The high resolution images are, I'm afraid, not available via the web-delivered version of the collection.
The Oxford University Department of Earth Sciences runs a field course for first-year students based at the Assynt Field Centre, Inchnadamph, near Lochinver, Sutherland. This is the students' first real encounter with rocks in their regional context: they learn to describe them, to map out their relationships, and to deduce their origins. We have sampled the rocks in the field, so that we can use hand specimens and thin sections of most of the typical rock types for laboratory studies both in the Assynt field centre and back in Oxford. We have found it useful to have images of the material, both digital and printed, for a number of purposes. Views of the microscopic textures can be taken into the field, for discussion on the outcrop. Field views, along with other physical and virtual material, can be used for pre-course familiarization and post-course consolidation and revision.
The rock types of NW Scotland make quite good general examples, comprising a wide range of sedimentary, igneous and metamorphic rocks. So, when we decided to support Earth Science teaching in the National Curriculum, it made sense to build on materials we were already developing. Moreover, as well as illustrating the processes by which rocks form, they have a fascinating geological and historical context. These rocks tell us about the changing geological environments over almost three thousand million years of Earth history, and they have played a crucial role in the development of geological thinking over the past century and a half of the human era. We hope you will find the images, and the story linking them, useful and informative.
Every scientific discipline has its special language of technical terms. This is quite healthy: the special words have precisely-defined meanings that are understood in the same way by all whose business it is to work in that area. However, to an untrained outsider, the language can look like impenetrable jargon.
We have tried to minimize the number of technical terms in the text, but some are unavoidable. Many can be found in a good general dictionary. As many as possible are defined where they occur, and for others the meaning may in any case be apparent from the context. Later, we hope to add a glossary.

Set tasks:
1. List the three broad kinds of rock that the text on the Assynt field course says the rocks of NW Scotland include.
2. Extend the text on the Assynt field course and the rocks of NW Scotland, starting after its final sentence.
The records play no part in this.

Data entries:
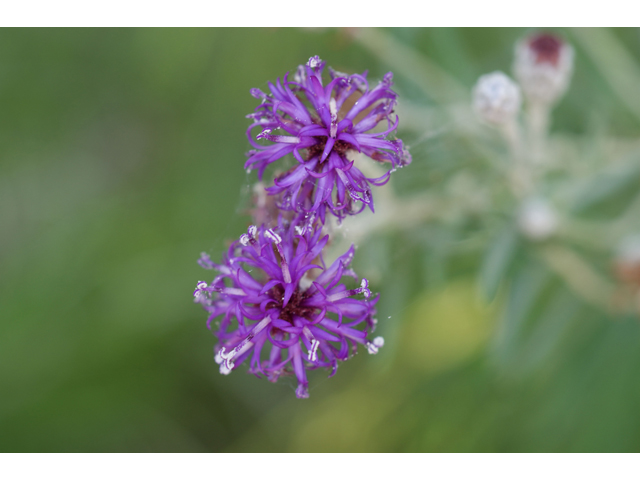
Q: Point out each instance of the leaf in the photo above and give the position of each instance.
(497, 260)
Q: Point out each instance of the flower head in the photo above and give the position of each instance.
(543, 66)
(496, 98)
(282, 308)
(319, 124)
(537, 219)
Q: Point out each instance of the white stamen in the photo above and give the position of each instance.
(226, 359)
(271, 235)
(364, 286)
(375, 345)
(334, 118)
(313, 353)
(314, 61)
(218, 358)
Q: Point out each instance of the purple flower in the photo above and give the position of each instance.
(320, 125)
(282, 308)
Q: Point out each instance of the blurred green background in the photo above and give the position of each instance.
(121, 159)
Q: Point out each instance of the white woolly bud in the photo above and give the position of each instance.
(537, 219)
(496, 98)
(543, 66)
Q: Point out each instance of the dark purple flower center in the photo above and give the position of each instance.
(340, 147)
(546, 47)
(294, 308)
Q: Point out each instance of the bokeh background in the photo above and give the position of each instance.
(121, 159)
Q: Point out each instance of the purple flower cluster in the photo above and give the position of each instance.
(275, 302)
(320, 126)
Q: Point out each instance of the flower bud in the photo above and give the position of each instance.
(496, 98)
(537, 219)
(543, 66)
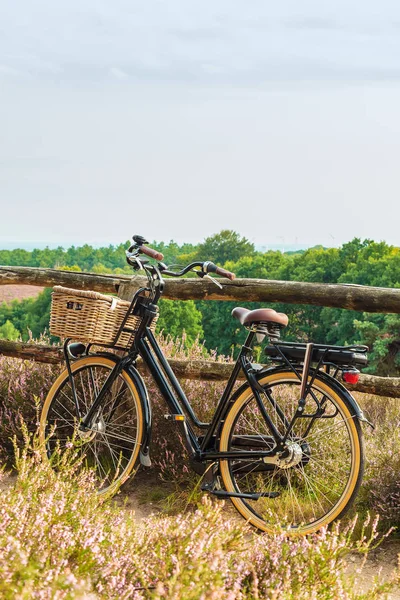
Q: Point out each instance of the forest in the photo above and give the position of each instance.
(359, 261)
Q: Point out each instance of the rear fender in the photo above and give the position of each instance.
(334, 383)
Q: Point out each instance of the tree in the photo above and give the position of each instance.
(224, 246)
(9, 332)
(177, 317)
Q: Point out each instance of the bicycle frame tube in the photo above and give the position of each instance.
(175, 397)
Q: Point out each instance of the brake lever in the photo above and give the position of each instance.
(213, 280)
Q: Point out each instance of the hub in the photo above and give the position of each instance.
(291, 456)
(98, 426)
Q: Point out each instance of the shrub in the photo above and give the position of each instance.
(23, 384)
(57, 540)
(381, 489)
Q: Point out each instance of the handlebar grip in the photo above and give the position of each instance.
(225, 273)
(151, 253)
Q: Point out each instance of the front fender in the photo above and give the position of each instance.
(146, 408)
(147, 415)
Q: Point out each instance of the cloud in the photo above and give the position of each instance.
(200, 41)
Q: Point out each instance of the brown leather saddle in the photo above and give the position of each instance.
(259, 315)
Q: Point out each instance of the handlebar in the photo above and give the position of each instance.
(210, 267)
(151, 252)
(140, 248)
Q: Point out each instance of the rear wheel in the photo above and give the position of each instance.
(111, 447)
(318, 475)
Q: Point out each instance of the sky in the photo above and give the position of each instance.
(176, 119)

Response list:
1. sedimentary, igneous, metamorphic

2.
The study of rocks under the microscope yields an abundance of information about their texture and the processes that formed them. Although most rocks are effectively opaque in hand specimen, most rock-forming minerals are transparent when cut thin enough. They are studied in thin section: a small rectangular slab about 3 cm by 2 cm is cut from a hand sample using a diamond saw. It is cemented to a microscope slide, and ground down until it is 0.03 mm thick. After adding a cover slip, it is ready for study in the polarizing microscope.
The microscopes that geologists use have a stage that rotates, and are fitted with polarizing filters, one below the stage and one above. The upper polarizer can be inserted or removed from the light path. The lower one is usually fixed in place.
Light can be considered as a wave motion, vibrating at right angles to its direction of travel. Polarizing filters allow only light vibrating in a particular direction to pass through. Thus, polarizing sunglasses allow only light with up-and-down vibrations into your eyes, cutting out the horizontal vibrations that are associated with reflective glare from water, snow, etc.. Similarly, the lower polarizer allows only left-right vibrating light (plane polarized light) to pass through the thin section.
Viewing a thin section in plane polarized light is much like viewing it in ordinary light, although the appearance or colour of certain minerals may change somewhat as the stage is rotated. Different minerals can be recognised by their colour, relief (how much they appear to stand out), cleavage (regular fractures) and other properties.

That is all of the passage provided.